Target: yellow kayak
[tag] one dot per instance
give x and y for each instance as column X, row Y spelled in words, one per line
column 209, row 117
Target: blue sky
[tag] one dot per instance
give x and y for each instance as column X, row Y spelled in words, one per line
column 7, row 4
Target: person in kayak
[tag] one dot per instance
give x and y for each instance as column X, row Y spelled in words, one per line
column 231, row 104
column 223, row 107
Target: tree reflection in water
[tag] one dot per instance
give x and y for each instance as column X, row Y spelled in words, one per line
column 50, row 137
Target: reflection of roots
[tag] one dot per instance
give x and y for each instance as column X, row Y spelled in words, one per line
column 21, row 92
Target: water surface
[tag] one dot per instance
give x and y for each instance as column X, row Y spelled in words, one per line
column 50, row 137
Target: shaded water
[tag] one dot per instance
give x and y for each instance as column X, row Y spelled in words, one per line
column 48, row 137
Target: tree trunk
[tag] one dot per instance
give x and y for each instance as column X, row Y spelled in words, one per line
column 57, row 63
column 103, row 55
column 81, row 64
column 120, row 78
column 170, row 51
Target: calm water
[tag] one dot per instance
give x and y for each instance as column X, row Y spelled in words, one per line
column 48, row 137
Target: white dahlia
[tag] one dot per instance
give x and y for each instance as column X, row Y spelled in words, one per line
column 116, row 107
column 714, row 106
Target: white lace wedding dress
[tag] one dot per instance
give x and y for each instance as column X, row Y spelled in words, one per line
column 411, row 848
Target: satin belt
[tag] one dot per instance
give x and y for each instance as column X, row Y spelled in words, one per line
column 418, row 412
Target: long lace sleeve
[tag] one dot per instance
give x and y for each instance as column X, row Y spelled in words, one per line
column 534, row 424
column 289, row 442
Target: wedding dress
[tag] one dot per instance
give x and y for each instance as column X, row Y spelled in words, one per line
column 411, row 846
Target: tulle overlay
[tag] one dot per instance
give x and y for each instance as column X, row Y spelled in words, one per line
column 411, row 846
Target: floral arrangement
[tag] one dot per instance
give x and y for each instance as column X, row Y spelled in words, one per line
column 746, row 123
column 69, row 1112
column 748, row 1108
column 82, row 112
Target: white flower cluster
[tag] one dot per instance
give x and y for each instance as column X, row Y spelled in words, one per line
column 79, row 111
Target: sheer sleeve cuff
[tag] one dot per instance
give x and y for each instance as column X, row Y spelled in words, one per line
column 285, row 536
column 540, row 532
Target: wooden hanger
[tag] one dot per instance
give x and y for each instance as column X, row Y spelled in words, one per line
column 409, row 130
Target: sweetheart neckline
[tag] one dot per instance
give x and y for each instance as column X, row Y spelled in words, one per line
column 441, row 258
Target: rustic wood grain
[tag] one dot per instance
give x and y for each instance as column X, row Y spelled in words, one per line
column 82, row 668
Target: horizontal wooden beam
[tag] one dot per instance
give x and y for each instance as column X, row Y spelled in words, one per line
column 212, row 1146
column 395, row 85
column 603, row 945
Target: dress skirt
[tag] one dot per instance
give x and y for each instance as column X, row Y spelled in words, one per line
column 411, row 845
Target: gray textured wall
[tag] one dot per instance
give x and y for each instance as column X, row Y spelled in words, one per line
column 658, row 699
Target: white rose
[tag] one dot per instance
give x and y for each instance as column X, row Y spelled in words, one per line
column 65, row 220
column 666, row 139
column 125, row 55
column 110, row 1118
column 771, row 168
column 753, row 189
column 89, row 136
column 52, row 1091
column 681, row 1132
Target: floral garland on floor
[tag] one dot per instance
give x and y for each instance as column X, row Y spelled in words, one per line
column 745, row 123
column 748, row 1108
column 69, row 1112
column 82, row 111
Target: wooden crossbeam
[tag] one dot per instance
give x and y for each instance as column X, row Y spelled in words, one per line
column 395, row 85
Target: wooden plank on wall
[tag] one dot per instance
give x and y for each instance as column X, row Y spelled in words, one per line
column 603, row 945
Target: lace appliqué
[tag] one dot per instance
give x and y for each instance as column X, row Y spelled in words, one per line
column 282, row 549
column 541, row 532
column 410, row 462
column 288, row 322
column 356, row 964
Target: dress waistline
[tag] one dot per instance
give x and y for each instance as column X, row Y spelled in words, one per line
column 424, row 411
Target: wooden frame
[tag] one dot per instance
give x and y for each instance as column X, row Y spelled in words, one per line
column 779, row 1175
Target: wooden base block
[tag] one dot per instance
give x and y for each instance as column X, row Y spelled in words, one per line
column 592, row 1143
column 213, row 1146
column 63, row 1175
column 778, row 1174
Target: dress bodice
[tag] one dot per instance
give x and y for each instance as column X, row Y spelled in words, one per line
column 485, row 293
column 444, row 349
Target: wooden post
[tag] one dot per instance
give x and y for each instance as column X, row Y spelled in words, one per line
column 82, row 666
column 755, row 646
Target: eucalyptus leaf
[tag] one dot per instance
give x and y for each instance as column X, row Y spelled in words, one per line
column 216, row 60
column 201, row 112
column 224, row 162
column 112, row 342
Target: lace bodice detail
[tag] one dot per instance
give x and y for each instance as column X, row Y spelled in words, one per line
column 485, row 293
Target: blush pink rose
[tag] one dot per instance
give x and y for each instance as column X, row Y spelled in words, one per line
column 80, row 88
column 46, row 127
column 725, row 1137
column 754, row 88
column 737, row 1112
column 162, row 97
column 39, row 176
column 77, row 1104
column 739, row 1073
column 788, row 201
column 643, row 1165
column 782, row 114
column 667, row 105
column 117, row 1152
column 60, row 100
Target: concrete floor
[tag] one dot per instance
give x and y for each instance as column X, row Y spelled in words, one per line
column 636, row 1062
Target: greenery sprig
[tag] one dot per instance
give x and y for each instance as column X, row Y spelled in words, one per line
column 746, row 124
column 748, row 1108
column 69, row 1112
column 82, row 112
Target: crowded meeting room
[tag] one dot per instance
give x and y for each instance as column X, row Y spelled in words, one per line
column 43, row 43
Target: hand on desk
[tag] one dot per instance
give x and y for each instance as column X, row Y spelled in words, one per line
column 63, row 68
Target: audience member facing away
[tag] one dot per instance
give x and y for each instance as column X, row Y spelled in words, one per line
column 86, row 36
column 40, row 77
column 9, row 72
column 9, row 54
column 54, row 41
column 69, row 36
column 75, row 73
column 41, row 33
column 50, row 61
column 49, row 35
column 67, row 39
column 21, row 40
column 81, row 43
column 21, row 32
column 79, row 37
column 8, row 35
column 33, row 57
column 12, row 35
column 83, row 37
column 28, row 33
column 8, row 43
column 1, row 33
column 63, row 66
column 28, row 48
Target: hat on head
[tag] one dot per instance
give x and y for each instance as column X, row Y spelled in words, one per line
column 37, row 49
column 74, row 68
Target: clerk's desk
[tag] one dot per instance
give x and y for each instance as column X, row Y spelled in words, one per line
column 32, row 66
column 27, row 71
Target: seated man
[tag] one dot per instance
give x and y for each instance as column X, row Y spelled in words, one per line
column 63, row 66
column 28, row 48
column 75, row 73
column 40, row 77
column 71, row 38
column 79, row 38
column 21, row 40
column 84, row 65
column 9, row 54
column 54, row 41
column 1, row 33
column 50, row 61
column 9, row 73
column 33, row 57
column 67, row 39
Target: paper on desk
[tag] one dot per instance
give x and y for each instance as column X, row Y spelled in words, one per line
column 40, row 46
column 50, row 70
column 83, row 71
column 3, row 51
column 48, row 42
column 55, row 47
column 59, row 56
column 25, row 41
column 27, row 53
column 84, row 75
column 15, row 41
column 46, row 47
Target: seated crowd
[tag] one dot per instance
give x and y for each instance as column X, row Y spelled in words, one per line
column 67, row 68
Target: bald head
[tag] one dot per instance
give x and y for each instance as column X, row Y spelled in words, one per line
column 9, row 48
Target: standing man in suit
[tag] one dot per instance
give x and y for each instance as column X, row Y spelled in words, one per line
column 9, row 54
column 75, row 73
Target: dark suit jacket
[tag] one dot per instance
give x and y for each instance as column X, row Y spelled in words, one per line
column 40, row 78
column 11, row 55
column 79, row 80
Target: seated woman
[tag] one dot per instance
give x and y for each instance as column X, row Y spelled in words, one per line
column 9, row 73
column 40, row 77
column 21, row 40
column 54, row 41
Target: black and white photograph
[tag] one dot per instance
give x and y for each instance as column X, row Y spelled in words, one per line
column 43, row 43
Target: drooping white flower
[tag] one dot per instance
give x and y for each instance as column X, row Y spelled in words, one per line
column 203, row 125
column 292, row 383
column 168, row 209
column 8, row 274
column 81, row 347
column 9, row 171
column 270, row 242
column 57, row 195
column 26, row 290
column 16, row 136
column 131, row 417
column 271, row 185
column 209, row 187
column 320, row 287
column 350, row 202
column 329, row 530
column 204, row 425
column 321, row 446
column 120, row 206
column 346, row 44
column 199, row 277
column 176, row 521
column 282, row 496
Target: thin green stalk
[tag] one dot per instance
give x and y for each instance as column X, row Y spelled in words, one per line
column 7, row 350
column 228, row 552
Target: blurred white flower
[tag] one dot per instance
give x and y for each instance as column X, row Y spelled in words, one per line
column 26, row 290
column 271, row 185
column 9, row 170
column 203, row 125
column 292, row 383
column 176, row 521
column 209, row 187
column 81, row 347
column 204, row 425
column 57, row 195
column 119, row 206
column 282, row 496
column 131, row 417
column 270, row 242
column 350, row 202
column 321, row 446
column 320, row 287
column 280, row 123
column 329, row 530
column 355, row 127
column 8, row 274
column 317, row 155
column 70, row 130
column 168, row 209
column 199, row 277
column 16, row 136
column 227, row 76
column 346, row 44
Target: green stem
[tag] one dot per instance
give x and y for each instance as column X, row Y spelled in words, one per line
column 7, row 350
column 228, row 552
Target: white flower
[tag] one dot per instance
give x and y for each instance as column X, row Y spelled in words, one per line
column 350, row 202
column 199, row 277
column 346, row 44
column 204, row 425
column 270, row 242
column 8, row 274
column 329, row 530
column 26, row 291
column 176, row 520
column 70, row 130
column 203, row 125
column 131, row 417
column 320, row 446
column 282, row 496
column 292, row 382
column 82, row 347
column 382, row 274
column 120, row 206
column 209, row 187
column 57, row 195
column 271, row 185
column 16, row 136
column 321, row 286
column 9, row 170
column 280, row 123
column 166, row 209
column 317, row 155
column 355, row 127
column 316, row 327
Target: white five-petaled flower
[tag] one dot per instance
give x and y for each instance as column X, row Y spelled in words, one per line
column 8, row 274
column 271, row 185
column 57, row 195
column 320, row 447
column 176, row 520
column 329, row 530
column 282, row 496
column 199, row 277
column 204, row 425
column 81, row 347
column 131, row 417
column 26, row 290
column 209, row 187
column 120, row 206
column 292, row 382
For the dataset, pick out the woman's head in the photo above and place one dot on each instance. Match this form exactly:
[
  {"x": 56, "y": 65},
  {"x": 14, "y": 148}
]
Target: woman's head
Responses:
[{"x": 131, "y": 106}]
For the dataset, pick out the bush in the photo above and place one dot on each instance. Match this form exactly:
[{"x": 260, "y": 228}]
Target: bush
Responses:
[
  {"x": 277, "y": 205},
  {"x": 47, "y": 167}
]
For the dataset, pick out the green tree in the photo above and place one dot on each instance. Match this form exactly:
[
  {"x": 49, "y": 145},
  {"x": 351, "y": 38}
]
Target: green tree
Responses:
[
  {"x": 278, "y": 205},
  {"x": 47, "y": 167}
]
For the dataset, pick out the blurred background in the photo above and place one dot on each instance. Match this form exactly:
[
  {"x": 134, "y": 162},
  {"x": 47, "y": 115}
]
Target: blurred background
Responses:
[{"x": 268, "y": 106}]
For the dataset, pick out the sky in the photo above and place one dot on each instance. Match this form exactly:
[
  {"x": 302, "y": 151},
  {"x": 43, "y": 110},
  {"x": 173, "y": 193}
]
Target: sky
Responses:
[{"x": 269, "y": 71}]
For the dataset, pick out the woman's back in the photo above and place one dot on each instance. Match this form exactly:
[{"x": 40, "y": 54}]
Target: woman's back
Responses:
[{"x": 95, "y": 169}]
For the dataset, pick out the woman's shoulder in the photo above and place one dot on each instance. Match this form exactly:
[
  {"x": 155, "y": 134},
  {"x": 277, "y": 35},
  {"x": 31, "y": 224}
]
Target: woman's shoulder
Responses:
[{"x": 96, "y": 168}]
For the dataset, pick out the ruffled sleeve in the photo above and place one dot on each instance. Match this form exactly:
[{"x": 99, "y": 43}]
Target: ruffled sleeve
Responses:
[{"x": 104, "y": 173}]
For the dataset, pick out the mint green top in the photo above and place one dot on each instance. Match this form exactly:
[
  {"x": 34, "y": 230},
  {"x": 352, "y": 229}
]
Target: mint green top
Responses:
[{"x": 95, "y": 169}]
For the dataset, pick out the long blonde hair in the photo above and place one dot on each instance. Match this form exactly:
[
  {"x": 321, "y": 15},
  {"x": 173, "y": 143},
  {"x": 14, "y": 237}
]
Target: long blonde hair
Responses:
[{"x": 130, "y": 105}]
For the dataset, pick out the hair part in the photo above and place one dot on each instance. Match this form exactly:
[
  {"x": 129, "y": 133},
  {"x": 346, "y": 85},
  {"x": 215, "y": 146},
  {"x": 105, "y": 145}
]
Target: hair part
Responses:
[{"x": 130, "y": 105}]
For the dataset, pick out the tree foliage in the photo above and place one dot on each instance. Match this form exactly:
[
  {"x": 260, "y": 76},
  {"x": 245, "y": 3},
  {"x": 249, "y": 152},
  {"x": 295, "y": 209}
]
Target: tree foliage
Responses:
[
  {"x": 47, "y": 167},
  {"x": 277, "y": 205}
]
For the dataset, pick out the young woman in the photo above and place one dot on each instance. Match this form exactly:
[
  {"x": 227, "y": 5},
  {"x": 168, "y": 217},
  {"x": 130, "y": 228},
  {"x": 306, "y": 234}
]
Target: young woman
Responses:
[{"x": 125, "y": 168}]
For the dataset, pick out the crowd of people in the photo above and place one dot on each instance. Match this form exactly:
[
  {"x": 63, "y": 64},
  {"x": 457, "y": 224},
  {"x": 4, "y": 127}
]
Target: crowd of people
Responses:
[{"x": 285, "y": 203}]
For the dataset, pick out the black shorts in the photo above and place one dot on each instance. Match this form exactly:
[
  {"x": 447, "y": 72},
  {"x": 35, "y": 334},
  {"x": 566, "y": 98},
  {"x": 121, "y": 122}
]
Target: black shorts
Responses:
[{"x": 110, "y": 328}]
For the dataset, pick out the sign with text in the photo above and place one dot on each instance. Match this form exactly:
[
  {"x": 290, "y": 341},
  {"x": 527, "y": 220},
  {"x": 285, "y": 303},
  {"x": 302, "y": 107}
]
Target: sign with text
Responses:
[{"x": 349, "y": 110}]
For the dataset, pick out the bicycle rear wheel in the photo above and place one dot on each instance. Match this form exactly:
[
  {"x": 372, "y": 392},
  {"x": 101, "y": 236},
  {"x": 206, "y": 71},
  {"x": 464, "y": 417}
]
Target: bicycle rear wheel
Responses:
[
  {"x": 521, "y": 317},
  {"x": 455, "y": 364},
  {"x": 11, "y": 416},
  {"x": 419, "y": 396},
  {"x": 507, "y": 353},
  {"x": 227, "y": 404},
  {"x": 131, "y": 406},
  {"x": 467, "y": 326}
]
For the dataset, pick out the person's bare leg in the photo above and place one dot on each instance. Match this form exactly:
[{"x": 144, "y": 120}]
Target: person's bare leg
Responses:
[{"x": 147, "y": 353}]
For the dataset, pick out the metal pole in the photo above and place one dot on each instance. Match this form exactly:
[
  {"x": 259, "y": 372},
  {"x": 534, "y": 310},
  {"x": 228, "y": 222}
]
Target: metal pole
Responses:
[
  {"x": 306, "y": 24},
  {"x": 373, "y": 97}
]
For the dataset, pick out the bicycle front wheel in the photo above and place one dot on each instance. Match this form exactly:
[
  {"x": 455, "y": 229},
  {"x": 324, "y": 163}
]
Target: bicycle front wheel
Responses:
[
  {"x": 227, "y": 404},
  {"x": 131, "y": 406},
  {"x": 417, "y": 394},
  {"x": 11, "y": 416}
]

^^^^^^^^^^^^^^^^

**Goal of the exercise**
Above this instruction are the records; retype exactly the lines from the one containing "Target: green tree" up to and including the one containing "For the dataset, pick out the sky".

**Response box**
Target: green tree
Responses:
[
  {"x": 278, "y": 205},
  {"x": 47, "y": 167}
]
For the dataset, pick out the blurred background in the photo above and place one dot on each instance. Match this form exactly:
[
  {"x": 134, "y": 162},
  {"x": 47, "y": 115}
]
Target: blurred background
Responses:
[{"x": 268, "y": 106}]
For the dataset, pick out the sky in the photo above and place one dot on each instance. Match this form exactly:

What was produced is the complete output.